● **Verilen metin**

#####

Şahintepe Mahallesi`nin Sonevler bölgesinde arazisi olan Gülay Yıldız, son seçimler de dahil olmak üzere AKP`ye oy verdiğini söyledi. 5`inci evre kanser hastası olduğunu da belirten Yıldız, Cumhurbaşkanı Recep Tayyip Erdoğan`a da seslenerek mağduriyetini şöyle anlattı:
“Benim çocuğum şu an 27 yaşında. Ben o 1-2 yaşındayken bu yeri satın aldım. Burayı alırken 25 dal, 60 gram bilezik bozdurdum. Bir milyar da nakit para verdim. Onca yıldan beri bir çivi çakamadım. Bize sadece ‘İzin verilecek bu sene, önümüzdeki sene seçim bitsin verilecek` denildi ama oyalandık. Yıllardır da buranın vergisini ödüyoruz. Vergimiz geciktiği zaman elhamdülillah Müslümanız ama faiziyle ödüyoruz. Buranın vergisini ödüyoruz sonuçta. Burası bizim tapulu malımız. Biz dışarıdan gelip kimsenin arazisine, devletin arazisine konmadık. Kendi paramızla satın aldık ve 26-27 yıldır burada hiçbir şey yapamıyorum. Hiçbir gelir sağlayamıyorum. Ev yapamıyorum. Şimdi ben soruyorum devletime. Ben bu ülkenin vatandaşı değil miyim?

#####

● **Sağlanan kayıtlar**

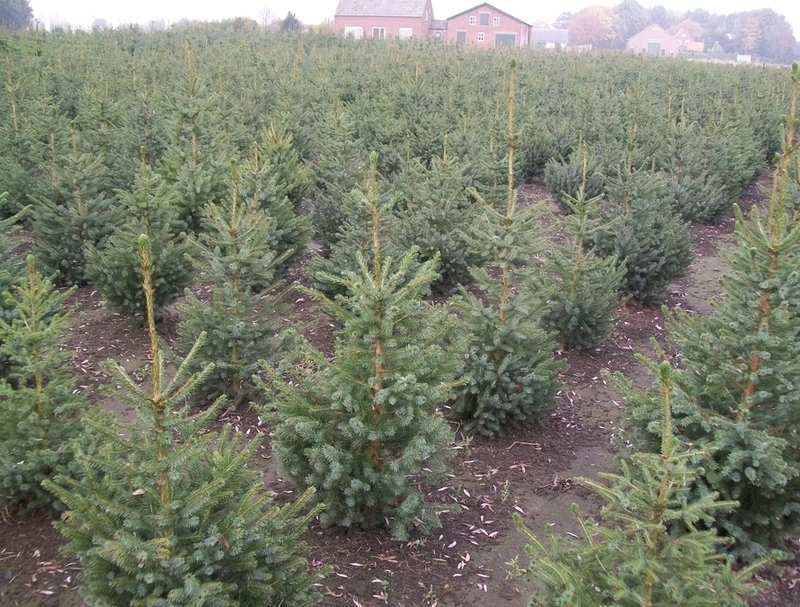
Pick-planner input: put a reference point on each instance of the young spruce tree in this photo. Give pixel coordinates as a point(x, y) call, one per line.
point(40, 406)
point(168, 513)
point(742, 374)
point(511, 371)
point(586, 293)
point(649, 551)
point(77, 213)
point(147, 208)
point(364, 429)
point(243, 316)
point(436, 217)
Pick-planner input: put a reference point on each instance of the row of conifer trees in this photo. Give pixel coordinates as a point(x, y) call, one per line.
point(363, 429)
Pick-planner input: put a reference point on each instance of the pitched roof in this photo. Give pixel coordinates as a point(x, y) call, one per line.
point(549, 35)
point(381, 8)
point(487, 5)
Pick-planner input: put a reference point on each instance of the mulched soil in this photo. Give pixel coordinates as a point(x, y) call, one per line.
point(491, 479)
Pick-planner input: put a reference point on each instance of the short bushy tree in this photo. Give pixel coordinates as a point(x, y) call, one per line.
point(77, 213)
point(567, 178)
point(650, 550)
point(651, 241)
point(436, 216)
point(511, 369)
point(244, 314)
point(364, 429)
point(40, 405)
point(586, 292)
point(168, 513)
point(148, 208)
point(742, 374)
point(263, 186)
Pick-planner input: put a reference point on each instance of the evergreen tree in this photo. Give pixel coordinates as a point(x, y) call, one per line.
point(15, 14)
point(195, 161)
point(39, 404)
point(355, 233)
point(436, 216)
point(276, 147)
point(148, 208)
point(644, 233)
point(16, 162)
point(364, 429)
point(11, 272)
point(264, 186)
point(700, 196)
point(168, 513)
point(567, 178)
point(650, 550)
point(77, 213)
point(585, 296)
point(244, 313)
point(512, 375)
point(743, 374)
point(338, 165)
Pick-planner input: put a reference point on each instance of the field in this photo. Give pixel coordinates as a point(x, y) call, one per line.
point(185, 107)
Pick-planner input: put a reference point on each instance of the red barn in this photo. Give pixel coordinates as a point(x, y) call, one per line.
point(653, 40)
point(487, 26)
point(383, 18)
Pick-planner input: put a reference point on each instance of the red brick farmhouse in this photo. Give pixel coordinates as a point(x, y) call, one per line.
point(383, 18)
point(483, 25)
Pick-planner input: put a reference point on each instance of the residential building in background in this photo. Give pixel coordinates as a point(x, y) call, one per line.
point(654, 40)
point(550, 38)
point(483, 25)
point(487, 26)
point(383, 18)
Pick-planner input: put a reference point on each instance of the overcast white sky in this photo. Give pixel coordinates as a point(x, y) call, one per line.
point(81, 13)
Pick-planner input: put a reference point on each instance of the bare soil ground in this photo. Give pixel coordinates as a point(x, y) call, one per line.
point(465, 562)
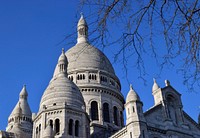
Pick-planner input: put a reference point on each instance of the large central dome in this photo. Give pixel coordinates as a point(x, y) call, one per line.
point(84, 56)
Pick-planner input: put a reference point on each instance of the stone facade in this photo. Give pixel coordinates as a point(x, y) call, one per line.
point(84, 99)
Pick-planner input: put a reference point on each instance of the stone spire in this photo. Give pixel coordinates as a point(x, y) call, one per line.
point(82, 29)
point(63, 63)
point(155, 85)
point(22, 115)
point(132, 95)
point(23, 94)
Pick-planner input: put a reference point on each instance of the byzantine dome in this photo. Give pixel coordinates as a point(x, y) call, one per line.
point(61, 90)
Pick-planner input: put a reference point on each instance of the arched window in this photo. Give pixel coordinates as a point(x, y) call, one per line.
point(76, 128)
point(106, 116)
point(70, 127)
point(51, 123)
point(133, 109)
point(128, 111)
point(115, 114)
point(121, 118)
point(39, 130)
point(57, 126)
point(94, 111)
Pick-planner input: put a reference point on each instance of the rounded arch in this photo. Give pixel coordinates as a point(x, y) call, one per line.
point(106, 114)
point(57, 126)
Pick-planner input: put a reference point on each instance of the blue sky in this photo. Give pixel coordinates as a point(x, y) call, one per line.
point(30, 36)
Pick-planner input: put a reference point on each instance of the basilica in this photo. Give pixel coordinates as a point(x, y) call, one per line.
point(84, 100)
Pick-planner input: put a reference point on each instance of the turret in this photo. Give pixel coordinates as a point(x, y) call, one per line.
point(82, 29)
point(157, 93)
point(20, 120)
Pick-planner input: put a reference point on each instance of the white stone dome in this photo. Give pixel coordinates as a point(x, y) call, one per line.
point(61, 90)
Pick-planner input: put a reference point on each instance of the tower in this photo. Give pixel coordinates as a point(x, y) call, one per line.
point(62, 108)
point(93, 73)
point(170, 99)
point(20, 120)
point(135, 120)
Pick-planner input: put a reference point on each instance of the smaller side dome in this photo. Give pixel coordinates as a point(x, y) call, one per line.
point(155, 85)
point(62, 64)
point(132, 95)
point(63, 58)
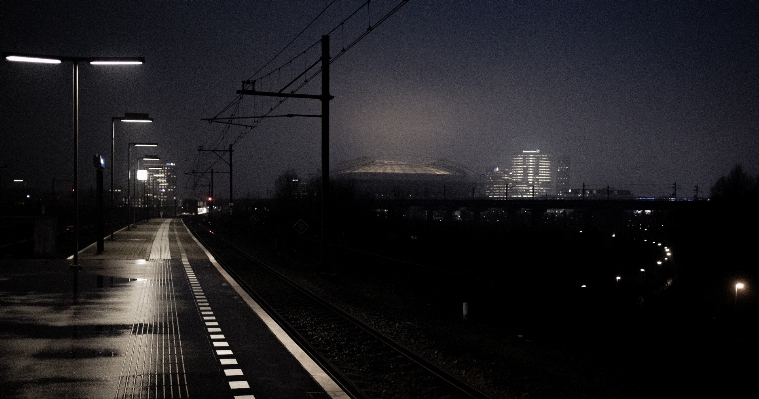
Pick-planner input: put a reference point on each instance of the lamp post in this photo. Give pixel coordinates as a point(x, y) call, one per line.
point(128, 117)
point(129, 177)
point(46, 59)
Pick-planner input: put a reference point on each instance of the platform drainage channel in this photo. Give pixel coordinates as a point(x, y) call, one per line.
point(154, 362)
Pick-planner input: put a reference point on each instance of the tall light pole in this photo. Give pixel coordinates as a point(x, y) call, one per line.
point(128, 117)
point(46, 59)
point(129, 177)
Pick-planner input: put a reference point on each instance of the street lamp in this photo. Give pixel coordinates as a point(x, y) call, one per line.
point(128, 117)
point(129, 175)
point(46, 59)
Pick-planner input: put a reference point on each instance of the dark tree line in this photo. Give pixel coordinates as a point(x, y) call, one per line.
point(736, 186)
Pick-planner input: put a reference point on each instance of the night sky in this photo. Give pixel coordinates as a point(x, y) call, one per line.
point(638, 94)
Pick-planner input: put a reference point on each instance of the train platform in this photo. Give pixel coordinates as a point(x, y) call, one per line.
point(152, 316)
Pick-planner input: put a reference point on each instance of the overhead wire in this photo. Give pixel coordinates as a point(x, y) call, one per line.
point(235, 104)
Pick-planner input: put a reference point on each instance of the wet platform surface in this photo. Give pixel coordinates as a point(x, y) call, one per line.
point(153, 316)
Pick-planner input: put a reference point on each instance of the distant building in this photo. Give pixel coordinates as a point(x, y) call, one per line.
point(562, 176)
point(160, 188)
point(532, 175)
point(396, 179)
point(600, 193)
point(496, 183)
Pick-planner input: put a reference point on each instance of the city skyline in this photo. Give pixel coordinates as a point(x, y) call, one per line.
point(637, 94)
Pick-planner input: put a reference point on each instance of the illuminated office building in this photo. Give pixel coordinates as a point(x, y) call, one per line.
point(532, 175)
point(497, 183)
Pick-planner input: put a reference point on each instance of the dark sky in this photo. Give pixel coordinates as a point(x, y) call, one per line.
point(638, 94)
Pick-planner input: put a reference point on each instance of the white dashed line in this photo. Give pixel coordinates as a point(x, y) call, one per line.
point(210, 321)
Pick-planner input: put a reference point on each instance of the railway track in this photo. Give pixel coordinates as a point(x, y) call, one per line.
point(366, 363)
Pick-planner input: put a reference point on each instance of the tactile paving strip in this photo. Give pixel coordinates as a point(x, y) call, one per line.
point(154, 363)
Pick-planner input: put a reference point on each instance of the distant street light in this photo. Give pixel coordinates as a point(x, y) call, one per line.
point(45, 59)
point(128, 117)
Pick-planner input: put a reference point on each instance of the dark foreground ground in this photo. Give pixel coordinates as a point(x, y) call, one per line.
point(531, 330)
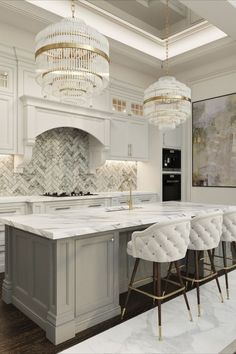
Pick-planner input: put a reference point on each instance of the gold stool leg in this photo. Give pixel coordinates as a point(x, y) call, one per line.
point(184, 292)
point(225, 266)
point(214, 271)
point(197, 283)
point(129, 289)
point(167, 278)
point(158, 274)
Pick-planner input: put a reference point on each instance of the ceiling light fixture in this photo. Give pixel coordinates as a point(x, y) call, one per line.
point(72, 60)
point(167, 102)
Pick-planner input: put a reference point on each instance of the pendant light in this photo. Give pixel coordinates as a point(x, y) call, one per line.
point(167, 102)
point(72, 60)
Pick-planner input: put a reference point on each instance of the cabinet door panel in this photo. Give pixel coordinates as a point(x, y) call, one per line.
point(95, 282)
point(6, 124)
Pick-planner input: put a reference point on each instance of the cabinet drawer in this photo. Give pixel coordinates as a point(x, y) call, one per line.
point(11, 210)
point(58, 207)
point(145, 199)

#####

● **Görev listesi**
A - Verilen metne göre aşağıdaki soruları yanıtlayın.
(i) Gülay Yıldız'ın arazisi hangi mahallenin hangi bölgesinde?
(ii) Yıldız, yeri satın alırken kaç gram bilezik bozdurduğunu söylüyor?
(iii) Yıldız'ın çocuğu şu an kaç yaşında?
B - Gülay Yıldız'ın arazi mağduriyetini anlatan metni son cümlenin ardından sürdürün.

● **Cevap listesi**
A -
(i) Şahintepe Mahallesi'nin Sonevler bölgesinde.
(ii) 60 gram.
(iii) 27 yaşında.

B -
“SURİYELİLER KADAR VATANDAŞ DEĞİL MİYİZ"
Biz bu belediyelere neden oy verdik? Ben bir AK Partili olarak söylüyorum. Bu sene de AK Parti`ye ben oyumu verdim. Ben soruyorum şimdi belediyelere. Biz sizi getirdik başımıza. Bize ihanet edin diye mi getirdik? Elimizden yerlerimizi alın diye mi getirdik? Ben buradan Cumhurbaşkanıma sesleniyorum. Sayın Cumhurbaşkanım, sizler zor durumdayken, sizleri öldürmeye gelirlerken dediniz ki, ‘Vatandaşım, sokaklara çıkın`. Bizler sokaklara çıktık. Sokaklarda sabahladık sizin için. Bu vatanı, Türkiye`yi bölmemek ve korumak için, vatanımıza sahip çıktık biz, size sahip çıktık biz. Bu vatan için ezilenler oldu, tankların altında kalanlar, ölenler, gazi olanlar oldu. Şimdi ben Cumhurbaşkanıma, Sayın Tayyip Erdoğan`a sesleniyorum. Ben sana oy verdim, sana güvendim. Şimdi sizi yanımızda görmek istiyoruz. Bu rantları kaldırmanızı istiyoruz. Biz bir Suriyeli kadar vatandaş değil miyiz? Biz bu ülkenin vatandaşıyız.
“DEVLETİM ARKAMDA DURMAZSA NEYE GÜVENECEĞİM”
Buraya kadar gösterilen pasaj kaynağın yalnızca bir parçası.